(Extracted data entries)

╔══

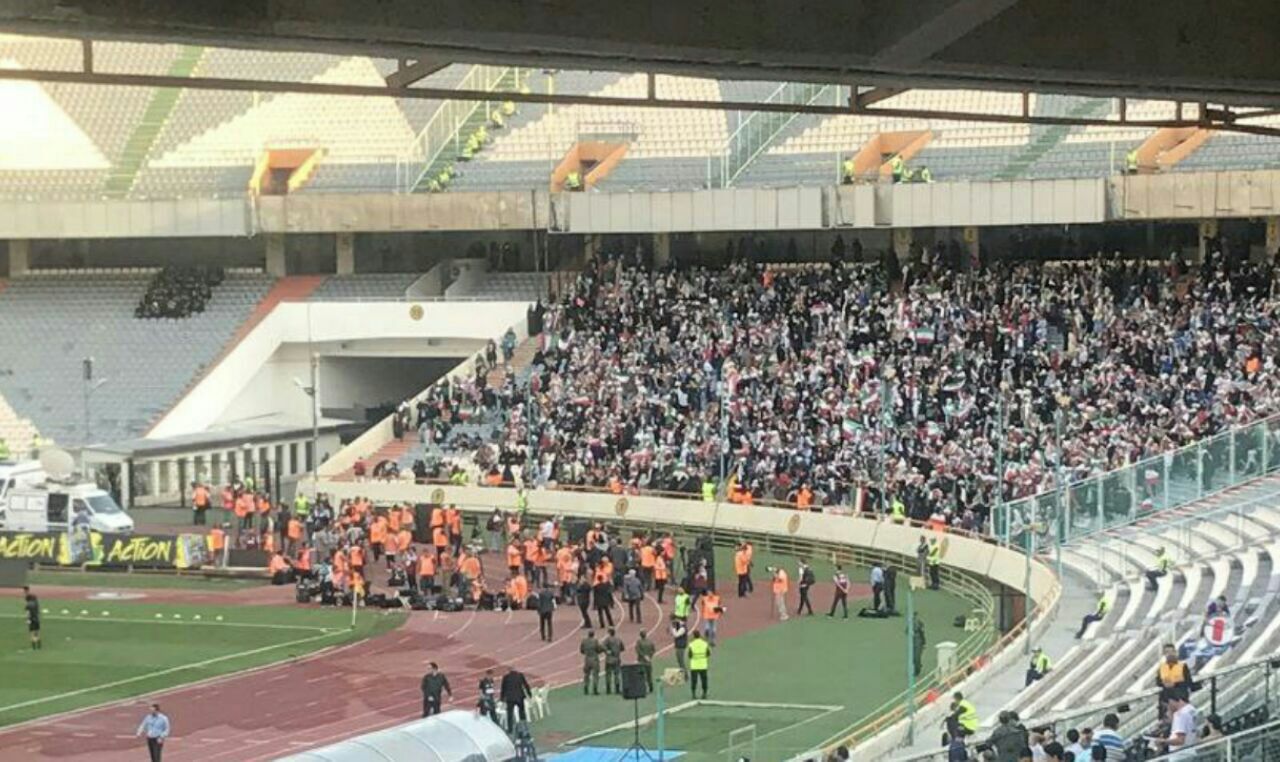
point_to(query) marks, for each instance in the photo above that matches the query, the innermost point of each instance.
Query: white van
(55, 507)
(19, 474)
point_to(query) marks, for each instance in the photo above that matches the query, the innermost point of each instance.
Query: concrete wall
(301, 323)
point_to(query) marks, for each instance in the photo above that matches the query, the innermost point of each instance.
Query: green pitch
(799, 683)
(91, 657)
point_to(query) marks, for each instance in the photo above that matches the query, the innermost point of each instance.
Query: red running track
(323, 698)
(347, 690)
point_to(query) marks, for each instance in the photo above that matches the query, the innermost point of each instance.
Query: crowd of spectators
(178, 291)
(833, 379)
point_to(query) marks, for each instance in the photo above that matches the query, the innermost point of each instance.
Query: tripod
(636, 748)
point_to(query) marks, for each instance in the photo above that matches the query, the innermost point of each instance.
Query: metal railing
(442, 129)
(1232, 693)
(1159, 483)
(758, 129)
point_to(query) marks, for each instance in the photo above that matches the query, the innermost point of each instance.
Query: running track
(342, 692)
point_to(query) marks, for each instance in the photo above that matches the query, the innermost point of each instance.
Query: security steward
(963, 720)
(645, 651)
(699, 660)
(1040, 666)
(433, 684)
(613, 648)
(590, 651)
(545, 608)
(935, 564)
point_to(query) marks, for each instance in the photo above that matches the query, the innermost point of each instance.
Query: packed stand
(177, 292)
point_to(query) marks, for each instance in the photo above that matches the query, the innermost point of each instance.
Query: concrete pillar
(661, 250)
(972, 247)
(346, 247)
(1208, 229)
(903, 243)
(19, 256)
(275, 263)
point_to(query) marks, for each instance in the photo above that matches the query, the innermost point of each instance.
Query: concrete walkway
(999, 689)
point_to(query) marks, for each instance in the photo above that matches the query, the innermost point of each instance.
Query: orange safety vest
(378, 530)
(711, 601)
(426, 565)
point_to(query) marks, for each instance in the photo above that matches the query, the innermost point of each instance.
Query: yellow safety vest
(699, 655)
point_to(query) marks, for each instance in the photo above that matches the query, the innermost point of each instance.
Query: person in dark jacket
(513, 692)
(433, 684)
(584, 601)
(602, 599)
(545, 608)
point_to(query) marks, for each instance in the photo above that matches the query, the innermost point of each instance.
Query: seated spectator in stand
(821, 372)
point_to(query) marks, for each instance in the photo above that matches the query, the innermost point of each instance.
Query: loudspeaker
(634, 684)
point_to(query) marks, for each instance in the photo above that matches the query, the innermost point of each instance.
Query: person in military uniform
(613, 648)
(645, 649)
(488, 703)
(590, 651)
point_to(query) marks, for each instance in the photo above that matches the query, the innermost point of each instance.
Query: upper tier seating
(54, 322)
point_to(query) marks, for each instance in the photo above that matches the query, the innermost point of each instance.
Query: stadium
(855, 382)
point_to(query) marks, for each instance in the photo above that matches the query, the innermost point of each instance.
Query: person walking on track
(513, 692)
(632, 592)
(841, 596)
(590, 651)
(699, 658)
(645, 651)
(545, 608)
(434, 683)
(780, 592)
(680, 640)
(155, 728)
(32, 605)
(613, 648)
(807, 582)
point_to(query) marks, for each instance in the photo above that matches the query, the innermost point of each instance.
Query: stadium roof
(1219, 53)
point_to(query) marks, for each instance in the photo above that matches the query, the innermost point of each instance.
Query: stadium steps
(478, 117)
(289, 288)
(1048, 138)
(164, 100)
(520, 360)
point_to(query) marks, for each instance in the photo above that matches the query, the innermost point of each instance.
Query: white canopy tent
(452, 737)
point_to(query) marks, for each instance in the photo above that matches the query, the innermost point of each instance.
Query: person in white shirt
(1183, 724)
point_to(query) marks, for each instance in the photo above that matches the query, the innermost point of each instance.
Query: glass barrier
(1159, 483)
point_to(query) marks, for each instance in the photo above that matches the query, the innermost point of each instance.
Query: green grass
(138, 648)
(854, 664)
(123, 580)
(708, 728)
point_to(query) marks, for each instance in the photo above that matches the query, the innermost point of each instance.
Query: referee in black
(433, 684)
(32, 605)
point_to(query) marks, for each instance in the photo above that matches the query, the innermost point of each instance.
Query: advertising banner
(94, 548)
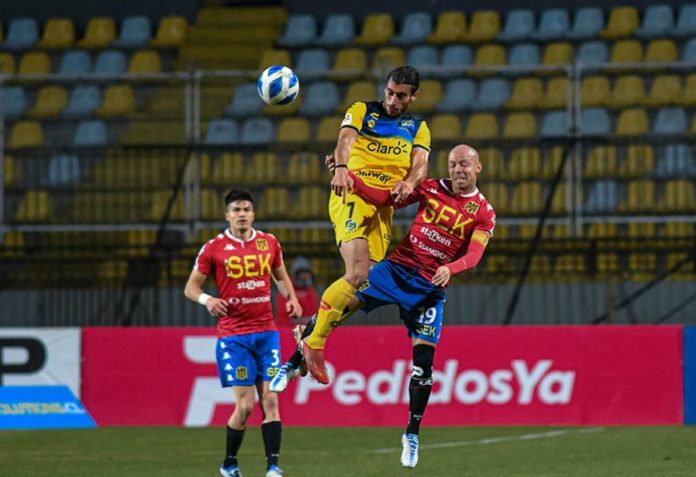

╚══

How many lines in the entries above contain the string "running"? Give only the number.

Exercise solution: 2